対談 ▸
========================================================================

高良「自粛期間中、新さんに『本を教えてください』とお願いした時に、星野道夫さんの『旅をする木』を紹介してくれたんです。それから星野さんの著書に感動してしまって……。それと通ずるものがあるのですが、(登山家で著述家の)服部文祥さんの狩猟に同行し、鹿の解体作業を手伝った時、不思議な気持ちになりました。自分も生とか死について演じるうえで色々考えてきましたが、こんなにも生(なま)で伝わってくるのが初めてで、感動とは言えないけど、ドキドキしました。手の動きとか全部変わっちゃったというか、ものを扱うときに全て丁寧になったというか、それは不思議な体験でした。星野さんの著書を読んでいたからこそ、これまでと違う考え方が出来たのかもしれません。あと、自分の1冊を選んでと言われたら、河井寛次郎さんの『いのちの窓』。僕が二十歳のとき、新さんが『これ面白いよ』と貸してくれたんです。何か迷ったときに読むと、いつだって答えが書いている気がするんです。そして、読むたびに捉え方が変わるんですよね」
井浦「僕は割とこまめに感動しているんです。朝、真っ暗な時間帯から現場に向かっているとき、暗闇を切り裂いて太陽がバーンと出てくる。それだけでグッときている。さらに雲の形が明確に出て来て、ロケ先でも風が強くていろんな雲の表情が見られた。そうこうするうちに、吉兆の意味を持つ彩雲が目の前に突然現れた。1分も経たずに消えちゃったんですが、今日は朝からすごいなと改めて感動したことを覚えています」
それだけで話が終わらなかったのが、実に興味深い。井浦は日本文化に造詣が深いことでも知られ、普段から月の満ち欠けや旧暦を念頭に置きながら、日々の生活を営んでいるという。
井浦「その日に限って月が読めていなくて、帰りに中央道を走っていたら、目線にとんでもない満月が現れたんです。マネージャーと一緒に見ていたんですが、満月が急に欠け始めていって、後から調べたら半影月食だったんです。その日は起床したときから空がおかしかった。昼は彩雲を見られましたし、完璧な1日だなあって感動が溢れました。映画やドラマ、本で感動もしますが、そういったことにすごく敏感になっています。毎日、風景だけで感動をもらえているんです」
高良「僕は20代のころ、イヤホンがないと絶対に外に出られなかったんです。音楽を聴いていないと外に出たくなかったし、忘れたことに気づいたら途中で買うくらい。だけど、最近は逆に聴けないんですよね。外に出て、音楽を聴いていない時の方が何かが聞こえてくる。人の動きもだし、耳でも見ている感じ。自分、変わったなって思いますね」
井浦「きっと、“開いた”んだろうね」

========================================================================

元データ ▸
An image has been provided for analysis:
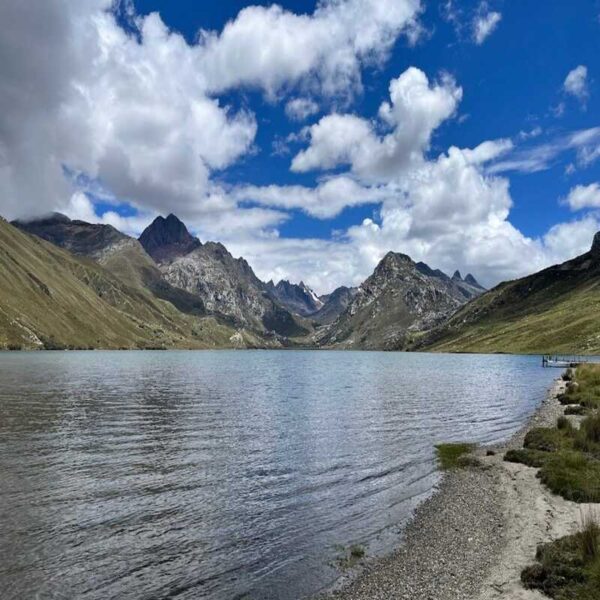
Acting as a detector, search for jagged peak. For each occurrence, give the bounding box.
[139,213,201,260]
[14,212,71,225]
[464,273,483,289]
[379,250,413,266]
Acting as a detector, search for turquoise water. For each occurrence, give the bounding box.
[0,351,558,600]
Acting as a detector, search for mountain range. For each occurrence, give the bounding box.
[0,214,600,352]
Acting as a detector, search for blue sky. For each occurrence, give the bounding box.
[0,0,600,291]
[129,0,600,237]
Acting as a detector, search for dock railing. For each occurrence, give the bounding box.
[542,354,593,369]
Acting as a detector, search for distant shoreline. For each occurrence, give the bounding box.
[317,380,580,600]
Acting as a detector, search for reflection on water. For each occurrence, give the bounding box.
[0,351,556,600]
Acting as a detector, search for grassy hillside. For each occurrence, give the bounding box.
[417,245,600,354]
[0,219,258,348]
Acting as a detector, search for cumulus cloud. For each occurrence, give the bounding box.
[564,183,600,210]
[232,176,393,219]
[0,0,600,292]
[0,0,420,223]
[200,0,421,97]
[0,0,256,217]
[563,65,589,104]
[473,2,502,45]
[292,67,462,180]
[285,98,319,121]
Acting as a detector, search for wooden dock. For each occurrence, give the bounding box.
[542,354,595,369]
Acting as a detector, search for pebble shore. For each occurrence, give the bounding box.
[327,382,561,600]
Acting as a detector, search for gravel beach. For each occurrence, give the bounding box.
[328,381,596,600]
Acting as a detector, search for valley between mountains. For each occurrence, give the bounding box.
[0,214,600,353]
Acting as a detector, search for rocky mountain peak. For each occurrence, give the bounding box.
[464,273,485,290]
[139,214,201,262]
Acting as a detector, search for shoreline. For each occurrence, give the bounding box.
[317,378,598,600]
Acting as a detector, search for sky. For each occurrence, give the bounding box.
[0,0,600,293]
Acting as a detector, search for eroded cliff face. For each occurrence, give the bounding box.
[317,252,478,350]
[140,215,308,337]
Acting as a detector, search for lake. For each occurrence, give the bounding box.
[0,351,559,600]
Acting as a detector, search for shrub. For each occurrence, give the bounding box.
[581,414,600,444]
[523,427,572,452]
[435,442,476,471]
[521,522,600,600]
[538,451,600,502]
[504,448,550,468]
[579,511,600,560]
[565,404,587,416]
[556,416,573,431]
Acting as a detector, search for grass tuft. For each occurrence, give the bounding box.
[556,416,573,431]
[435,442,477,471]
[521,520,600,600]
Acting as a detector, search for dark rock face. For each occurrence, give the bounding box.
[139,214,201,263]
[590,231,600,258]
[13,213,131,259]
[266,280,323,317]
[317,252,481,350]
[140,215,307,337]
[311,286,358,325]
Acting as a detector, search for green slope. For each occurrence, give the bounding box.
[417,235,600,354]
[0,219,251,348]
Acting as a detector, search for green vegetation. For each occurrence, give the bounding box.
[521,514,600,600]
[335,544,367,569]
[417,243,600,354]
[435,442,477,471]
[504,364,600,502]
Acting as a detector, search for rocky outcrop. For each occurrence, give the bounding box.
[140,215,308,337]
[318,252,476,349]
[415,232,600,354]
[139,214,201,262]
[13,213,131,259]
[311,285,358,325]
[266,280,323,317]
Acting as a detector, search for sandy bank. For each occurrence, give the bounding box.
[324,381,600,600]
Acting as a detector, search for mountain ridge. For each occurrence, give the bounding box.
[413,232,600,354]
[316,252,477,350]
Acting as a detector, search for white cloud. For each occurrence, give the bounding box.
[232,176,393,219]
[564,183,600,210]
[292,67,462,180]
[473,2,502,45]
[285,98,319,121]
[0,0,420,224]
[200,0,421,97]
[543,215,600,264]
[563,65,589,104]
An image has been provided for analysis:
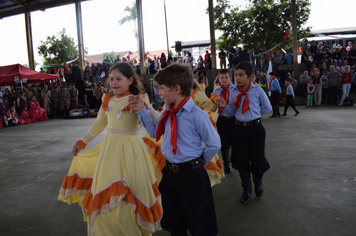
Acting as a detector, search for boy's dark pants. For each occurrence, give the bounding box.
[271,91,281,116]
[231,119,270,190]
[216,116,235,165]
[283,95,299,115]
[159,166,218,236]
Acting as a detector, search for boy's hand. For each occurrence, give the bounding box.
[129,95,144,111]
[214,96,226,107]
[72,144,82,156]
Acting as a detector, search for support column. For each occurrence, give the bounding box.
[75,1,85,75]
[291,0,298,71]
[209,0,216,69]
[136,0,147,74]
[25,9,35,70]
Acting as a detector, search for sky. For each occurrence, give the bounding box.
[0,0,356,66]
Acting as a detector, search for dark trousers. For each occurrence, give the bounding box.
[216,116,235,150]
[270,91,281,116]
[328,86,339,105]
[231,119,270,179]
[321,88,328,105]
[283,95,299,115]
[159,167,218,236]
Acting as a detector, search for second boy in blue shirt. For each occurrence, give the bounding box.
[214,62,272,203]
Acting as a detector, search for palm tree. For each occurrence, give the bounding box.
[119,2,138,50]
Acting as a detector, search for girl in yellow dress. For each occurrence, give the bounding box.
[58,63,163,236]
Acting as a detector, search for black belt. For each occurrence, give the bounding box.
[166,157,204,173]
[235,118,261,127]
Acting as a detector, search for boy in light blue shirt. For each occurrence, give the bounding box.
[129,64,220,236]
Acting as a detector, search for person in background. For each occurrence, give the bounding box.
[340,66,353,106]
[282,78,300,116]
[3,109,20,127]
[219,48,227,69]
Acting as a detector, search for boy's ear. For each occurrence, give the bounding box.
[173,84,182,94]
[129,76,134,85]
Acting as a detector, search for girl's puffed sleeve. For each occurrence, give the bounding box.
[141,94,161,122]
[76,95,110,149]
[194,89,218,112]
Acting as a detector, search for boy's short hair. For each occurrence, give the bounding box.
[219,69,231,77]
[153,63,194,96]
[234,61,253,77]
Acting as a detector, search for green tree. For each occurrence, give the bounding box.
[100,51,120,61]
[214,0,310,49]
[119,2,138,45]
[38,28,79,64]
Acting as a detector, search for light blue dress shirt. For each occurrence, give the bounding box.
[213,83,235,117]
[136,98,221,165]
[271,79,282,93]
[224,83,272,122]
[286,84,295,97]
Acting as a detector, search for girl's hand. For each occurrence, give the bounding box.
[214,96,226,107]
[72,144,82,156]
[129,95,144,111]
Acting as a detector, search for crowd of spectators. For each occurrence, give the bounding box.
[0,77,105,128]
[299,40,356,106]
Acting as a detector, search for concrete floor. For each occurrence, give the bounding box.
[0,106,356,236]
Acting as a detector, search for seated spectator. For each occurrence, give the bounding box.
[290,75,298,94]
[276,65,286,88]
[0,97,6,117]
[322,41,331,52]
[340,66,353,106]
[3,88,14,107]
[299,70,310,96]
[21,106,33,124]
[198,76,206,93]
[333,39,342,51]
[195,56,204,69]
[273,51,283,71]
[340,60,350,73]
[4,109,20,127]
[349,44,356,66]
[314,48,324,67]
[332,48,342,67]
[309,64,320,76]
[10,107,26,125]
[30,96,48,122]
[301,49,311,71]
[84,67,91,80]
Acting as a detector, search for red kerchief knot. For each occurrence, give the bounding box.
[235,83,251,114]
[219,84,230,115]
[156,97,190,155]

========================================================================

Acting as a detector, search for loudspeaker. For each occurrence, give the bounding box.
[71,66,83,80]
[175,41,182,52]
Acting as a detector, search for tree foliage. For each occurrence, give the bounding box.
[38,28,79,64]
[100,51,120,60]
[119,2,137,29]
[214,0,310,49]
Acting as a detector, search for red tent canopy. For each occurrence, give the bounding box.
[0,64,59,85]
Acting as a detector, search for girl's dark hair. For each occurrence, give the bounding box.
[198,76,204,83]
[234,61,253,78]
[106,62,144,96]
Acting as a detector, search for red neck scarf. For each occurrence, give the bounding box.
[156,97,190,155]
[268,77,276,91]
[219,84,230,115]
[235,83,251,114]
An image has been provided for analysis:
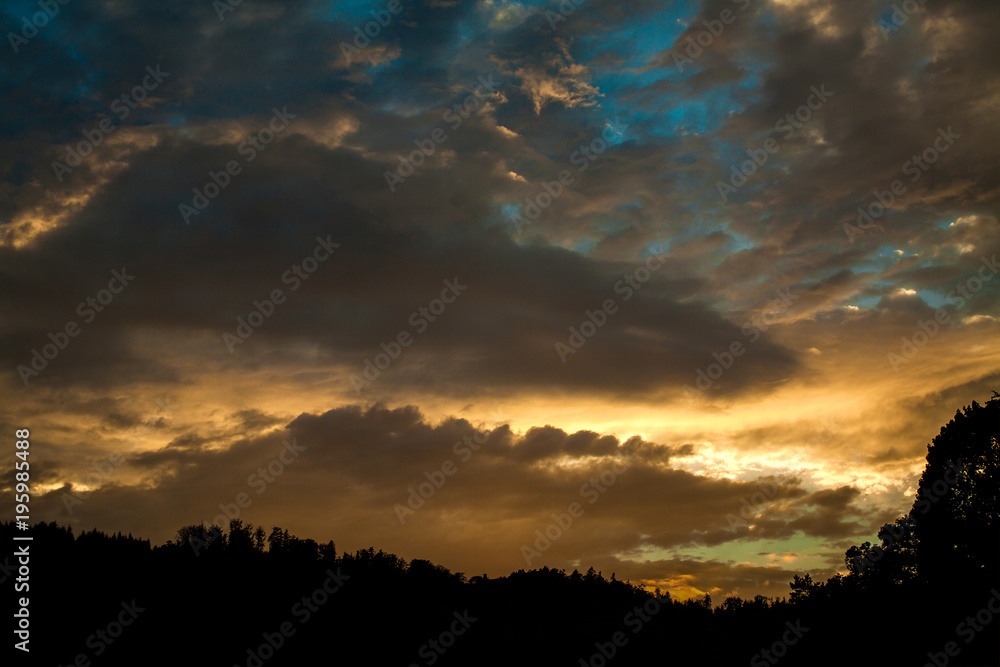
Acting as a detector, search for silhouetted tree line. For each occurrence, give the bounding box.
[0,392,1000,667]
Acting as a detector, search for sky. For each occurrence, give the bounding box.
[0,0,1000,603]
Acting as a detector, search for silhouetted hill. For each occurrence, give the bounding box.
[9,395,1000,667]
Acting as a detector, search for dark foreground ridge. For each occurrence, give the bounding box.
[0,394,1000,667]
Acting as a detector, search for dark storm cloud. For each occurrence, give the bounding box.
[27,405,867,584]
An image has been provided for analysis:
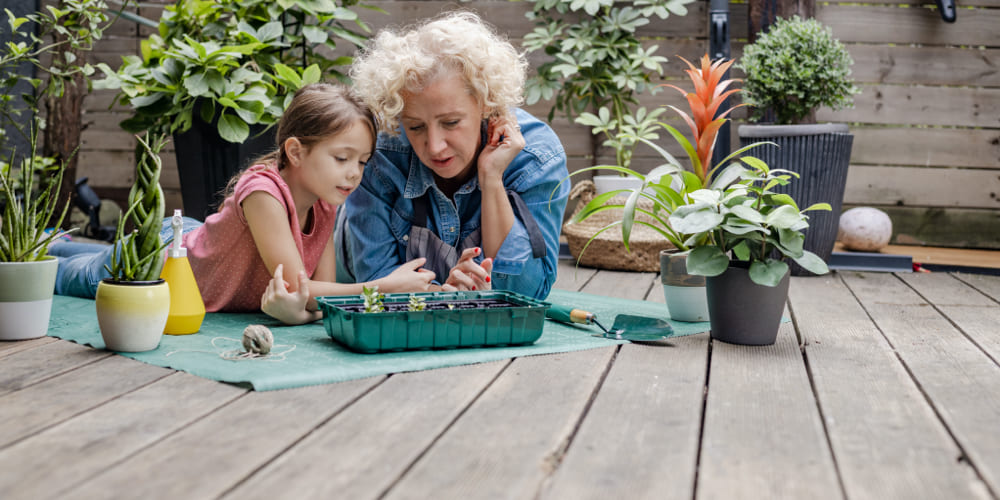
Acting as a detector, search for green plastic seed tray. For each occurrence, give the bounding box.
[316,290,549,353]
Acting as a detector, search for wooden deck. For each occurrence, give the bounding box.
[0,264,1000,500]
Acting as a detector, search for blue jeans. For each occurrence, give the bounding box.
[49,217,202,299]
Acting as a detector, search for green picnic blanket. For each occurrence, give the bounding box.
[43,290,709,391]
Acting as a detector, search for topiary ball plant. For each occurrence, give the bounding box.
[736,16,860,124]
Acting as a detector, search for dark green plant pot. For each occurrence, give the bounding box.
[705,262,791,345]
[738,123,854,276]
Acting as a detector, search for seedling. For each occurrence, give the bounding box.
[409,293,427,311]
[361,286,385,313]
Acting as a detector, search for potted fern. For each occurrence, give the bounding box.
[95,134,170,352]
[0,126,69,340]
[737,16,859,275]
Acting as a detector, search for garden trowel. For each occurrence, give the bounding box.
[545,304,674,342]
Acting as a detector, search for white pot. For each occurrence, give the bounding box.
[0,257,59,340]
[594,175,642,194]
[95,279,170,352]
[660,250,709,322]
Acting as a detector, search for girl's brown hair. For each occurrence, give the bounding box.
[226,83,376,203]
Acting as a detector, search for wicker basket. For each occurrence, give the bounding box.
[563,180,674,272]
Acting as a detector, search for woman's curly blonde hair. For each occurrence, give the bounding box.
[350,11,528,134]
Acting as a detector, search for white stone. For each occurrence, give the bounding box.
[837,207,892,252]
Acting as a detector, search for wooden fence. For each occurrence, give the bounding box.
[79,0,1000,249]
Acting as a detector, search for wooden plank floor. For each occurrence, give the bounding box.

========================================================================

課題の指示 ▸
1. 高良さんと井浦さんの対談にある「井浦は日本文化に造詣が深いことでも知られ、普段から月の満ち欠けや旧暦を念頭に置きながら、日々の生活を営んでいるという。」という一文を英語に訳してください。
2. 高良さんと井浦さんの対談を、最後の発言のすぐ後から書き継いでください。
記録はここでは使いません。

解答例 ▸
1. Iura is also known for his deep knowledge of Japanese culture, and he reportedly goes about his daily life with the phases of the moon and the old lunar calendar always in mind.

2.
ふたりを取材するようになって10年以上が経過したが、個々で対峙する時間の方が長く、2ショットで話を聞くのは「千年の愉楽」のインタビューをした2012年までさかのぼる(公開は13年)。「横道世之介」「ジ、エクストリーム、スキヤキ」「悼む人」「止められるか、俺たちを」など、共演作は少なくないが、今年は新たに「おもいで写眞」が加わる。
今作は、ふたりが所属する芸能プロダクション「テンカラット」の設立25周年企画として製作されたもので、同社所属の深川麻衣が主演し、熊澤尚人監督がメガホンをとっている。富山県を舞台に、主人公の結子が亡き祖母が遺した写真館で“遺影写真”を撮る仕事を始めるという設定。老人たちと触れ合うなかで、結子が撮るものは単なる遺影写真ではなく、色褪せない思い出を映す“おもいで写眞”へと変わっていく……というもの。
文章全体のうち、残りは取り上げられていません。